Given request A:
According to the review below, what did the authors relocate from and to?
Given request B:
The review below quotes the authors on what to listen with once you turn your attention inward. Name every one.
Given request C:
Continue the review of Judith and Jim's book, starting after its final sentence.
─── Text to read
The reader will get a flavor as early as the second chapter of the authors’ heartful, self-disclosing approach, as they tell the audience of their dramatic, somewhat impulsive relocation from urban Santa Monica, California to a 200-year-old farmhouse sitting on two acres with its own pond in rural New York. “Jim is learning how to put up wallpaper. Judith is learning to wear hiking boots and ‘farm’ clothes. We’re being changed in so many ways—and loving it!”

A bit later Judith and Jim remind us that growing up entails letting go of the habits of childhood. Easier said than done, and probably often said. But see how quickly they turn their advice in fresh directions: “To do this [to let go of the habits of childhood], you must at first be quiet. Not just silent, but still. The craving for outside stimulation needs to cease being dominant. Initially it will feel as if nothing’s happening, as if your life has just shut down. At this point many people panic and go looking for an energy fix. . . . When things shut down, it’s time to turn your attention inward and listen—with your imagination, your intuition, your sense perception.”

The authors contribute snippets of their real life experience with each other that can hearten and inspire all of us through their down-to-earth groundedness in daily reality. Judith’s computer mouse starts working, “touch[ing] an old nerve of feeling betrayed. So when Jim came in to ask a question, Judith was weeping in desperation, trying to make the mouse do her bidding.” Fortunately, Jim managed to avoid reacting and to react calmly and gently, accepting Judith’s reaction, disproportionate though it was. Later we learn of how Jim needlessly broke a lampshade and Judith was luckily able to recall her various moments of “stupidity” and react not with the anger that tempted her, but with love.
──────
─── Supplied information
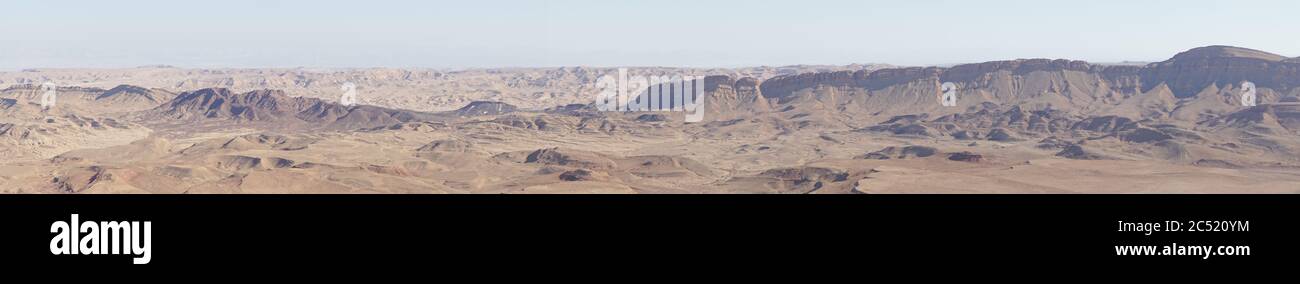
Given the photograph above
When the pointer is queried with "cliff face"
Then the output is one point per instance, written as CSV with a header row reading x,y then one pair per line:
──────
Written reply A:
They moved from urban Santa Monica, California, to a 200-year-old farmhouse on two acres with its own pond in rural New York.

Written reply B:
Your imagination, your intuition, and your sense perception.

Written reply C:
Judith and Jim have written an entire wonderful book about “the magic of differences” and here one chapter tells us how it played out with them: “When we met, Jim was super laid-back, read and wrote poetry, loved dogs, and hated his job as an investment banker. Judith was compulsive and controlled, loved to travel, and was a successful psychologist. . . [who] also felt cloistered, seldom getting out of her office into the larger world.” Today, Jim has greatly improved his organization and professional vision, while Judith is much more easygoing and helps teach people to rejoice in their differences. The couple has helped each other to fertilize their respective worlds.

So if life nothing but a series of blissful, perfect moments with the Doctors S? Hardly. Toward the end of their third date, Jim asked Judith if she would follow him to the car repair shop near his home so he could drop his car off. She considered the idea and said, “No. I have an early morning client and that won’t work for me.” Happily, Jim chose not to sulk but rather accepted her direct response.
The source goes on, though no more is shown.